• _INPUT MATERIAL_
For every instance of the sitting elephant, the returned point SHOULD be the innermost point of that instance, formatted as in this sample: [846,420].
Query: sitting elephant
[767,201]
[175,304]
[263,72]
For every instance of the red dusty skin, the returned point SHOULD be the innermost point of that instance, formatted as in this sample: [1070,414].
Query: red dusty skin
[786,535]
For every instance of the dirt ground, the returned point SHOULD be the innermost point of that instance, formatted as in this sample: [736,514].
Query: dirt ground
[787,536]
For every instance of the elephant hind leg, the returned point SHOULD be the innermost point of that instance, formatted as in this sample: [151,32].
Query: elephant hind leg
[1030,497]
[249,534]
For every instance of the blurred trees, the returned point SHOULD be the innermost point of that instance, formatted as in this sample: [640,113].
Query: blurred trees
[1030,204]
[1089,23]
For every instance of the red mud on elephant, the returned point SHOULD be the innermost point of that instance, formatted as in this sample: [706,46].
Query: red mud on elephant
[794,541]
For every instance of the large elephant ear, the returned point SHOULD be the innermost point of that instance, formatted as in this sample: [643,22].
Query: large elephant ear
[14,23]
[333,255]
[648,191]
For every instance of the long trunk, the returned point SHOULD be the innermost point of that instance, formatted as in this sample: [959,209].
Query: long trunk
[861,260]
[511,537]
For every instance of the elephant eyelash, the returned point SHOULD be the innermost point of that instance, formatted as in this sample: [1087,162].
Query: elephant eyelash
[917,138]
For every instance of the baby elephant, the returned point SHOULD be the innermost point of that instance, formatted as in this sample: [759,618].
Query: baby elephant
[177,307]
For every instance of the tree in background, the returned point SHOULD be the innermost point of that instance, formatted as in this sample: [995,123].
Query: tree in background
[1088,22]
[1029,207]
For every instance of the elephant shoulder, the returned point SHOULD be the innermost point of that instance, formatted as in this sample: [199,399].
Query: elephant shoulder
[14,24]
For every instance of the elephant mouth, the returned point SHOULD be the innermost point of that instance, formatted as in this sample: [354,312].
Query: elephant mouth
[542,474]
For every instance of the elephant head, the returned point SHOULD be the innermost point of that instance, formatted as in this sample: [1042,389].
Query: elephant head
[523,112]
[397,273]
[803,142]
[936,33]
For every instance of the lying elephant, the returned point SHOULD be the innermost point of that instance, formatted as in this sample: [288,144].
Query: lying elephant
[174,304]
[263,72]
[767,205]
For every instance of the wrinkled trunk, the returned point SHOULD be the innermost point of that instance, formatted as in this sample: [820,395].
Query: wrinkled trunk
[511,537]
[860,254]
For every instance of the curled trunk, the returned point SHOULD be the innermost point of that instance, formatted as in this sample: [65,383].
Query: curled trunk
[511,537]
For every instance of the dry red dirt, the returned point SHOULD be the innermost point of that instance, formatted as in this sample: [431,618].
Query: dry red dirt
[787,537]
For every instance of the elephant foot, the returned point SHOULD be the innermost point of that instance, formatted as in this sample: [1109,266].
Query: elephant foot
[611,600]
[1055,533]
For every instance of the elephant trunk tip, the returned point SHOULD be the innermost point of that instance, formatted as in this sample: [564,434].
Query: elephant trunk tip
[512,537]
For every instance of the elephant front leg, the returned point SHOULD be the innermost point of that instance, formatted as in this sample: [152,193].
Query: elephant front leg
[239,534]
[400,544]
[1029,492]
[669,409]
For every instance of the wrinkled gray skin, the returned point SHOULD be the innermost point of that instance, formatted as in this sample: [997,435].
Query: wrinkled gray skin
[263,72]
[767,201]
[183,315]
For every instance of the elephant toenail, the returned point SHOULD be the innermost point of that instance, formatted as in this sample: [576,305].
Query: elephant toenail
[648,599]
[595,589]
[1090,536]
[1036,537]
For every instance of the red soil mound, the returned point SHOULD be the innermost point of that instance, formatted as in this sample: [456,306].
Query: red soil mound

• _DIRECTIONS FOR THIS TASK_
Each record should be repeated in full, exactly as it is written.

• _RESPONSE_
For every instance of the sitting elephant, the returned point SHOULD be the innermost point of that instance, formatted as in this sample: [846,420].
Query: sitting elephant
[767,201]
[175,304]
[263,72]
For every instance of the red dusty skin, the returned point SHOULD be the innermost point of that instance, formatted as in this sample: [1070,414].
Query: red dusty skin
[786,535]
For every instance of the dirt ground, the returned point SHOULD be the innermost point of that instance, formatted as in this sample: [736,514].
Query: dirt ground
[787,536]
For every instance of the elephant hind leg, the returned point SHOULD be the innermost point of that instance, formatted as in this sample: [151,32].
Query: elephant hind leg
[1030,497]
[249,534]
For every instance of the blurred trees, the returned point SHOULD be the innermost point of that instance, formatted as in this sample: [640,113].
Query: blurred trees
[1030,204]
[1089,23]
For every instance of the red mud on elephant, the returned point SHOULD be the innermost point of that instance, formatted as in this sample: [706,46].
Query: red mud on elephant
[794,541]
For every instance of the large elephant ear, the returned point SHOULD be the innermost point of that instance, formatted as in this sample: [643,22].
Query: large elephant ear
[14,23]
[333,255]
[648,191]
For every instance of the long trunk, the returned point SHOULD be the innermost point of that instance, formatted as in this sample: [959,209].
Query: long trunk
[861,260]
[511,537]
For every instance of the elephant eyelash, the returned point SHOULD be the innermost point of that instance, formatted as in this sample: [1087,162].
Query: elephant eyelash
[917,138]
For every instance of the baby elephant, the returned point SHOULD be the innermost point of that instance, formatted as in this sample: [759,618].
Query: baby elephant
[177,307]
For every instance of the tree in background, the returned point SHOULD be the innermost point of that instance, formatted as in this sample: [995,123].
Query: tree in background
[1088,22]
[1029,207]
For every instance of the elephant shoulder, the returned point SHOULD be the innermost point of that instance, formatted as in this sample: [199,399].
Query: elephant shoulder
[14,24]
For every instance of the elephant mouth, the returned point SHOULD be the innermost point of that instance, formatted as in this sample: [354,312].
Query: elephant mouth
[542,474]
For every instance of the elephant head, the returned point SHOULD be the innermost point of that instance, formatted as in this sample: [1042,389].
Query: elephant head
[523,112]
[397,273]
[803,142]
[936,33]
For every instance of the lying elephant, the returned point SHOULD be the innermost point of that instance, formatted as in this sample: [288,144].
Query: lying elephant
[174,304]
[263,72]
[767,205]
For every instance of the wrinkled trunk, the returned point SHOULD be the innermost point of that instance, formatted as in this sample: [820,395].
Query: wrinkled trunk
[511,537]
[860,254]
For every instance of the curled trunk, the returned point SHOULD be the innermost point of that instance, formatted as in this sample: [65,383].
Query: curled trunk
[511,537]
For every instance of the dry red dirt, the returned point SHOULD be the innermost point of that instance, formatted as in this sample: [431,618].
Query: dry red dirt
[787,537]
For every instance of the elephant foot, the returned point SHOULD be the innermost point of that instance, formatted as in this sample: [1109,266].
Query: elephant foot
[611,600]
[1055,533]
For every instance of the elephant trunk tip, the returned point SHOULD be the innermost point of that instance, formatted as in this sample: [564,434].
Query: elephant trunk tip
[512,537]
For every instance of the elephant front leg, the returned point SHOULD be the innermost point of that instance, formatted as in this sample: [152,193].
Query: elephant front leg
[239,534]
[400,544]
[1029,492]
[669,409]
For every instance of the wrinkled gray skin, the returned point SHOULD be the innermost point of that instance, formatted as in this sample: [997,435].
Query: wrinkled gray skin
[263,72]
[767,201]
[183,315]
For every instance of the elephant toenail, the returned point SHOULD be the innermost point of that instance, formatted as in this sample: [576,305].
Query: elephant toenail
[648,599]
[595,589]
[1090,536]
[1036,537]
For every instance of the red soil mound, the returned point SHOULD be the innermost point of that instance, formatted as in this sample: [456,306].
Query: red soil mound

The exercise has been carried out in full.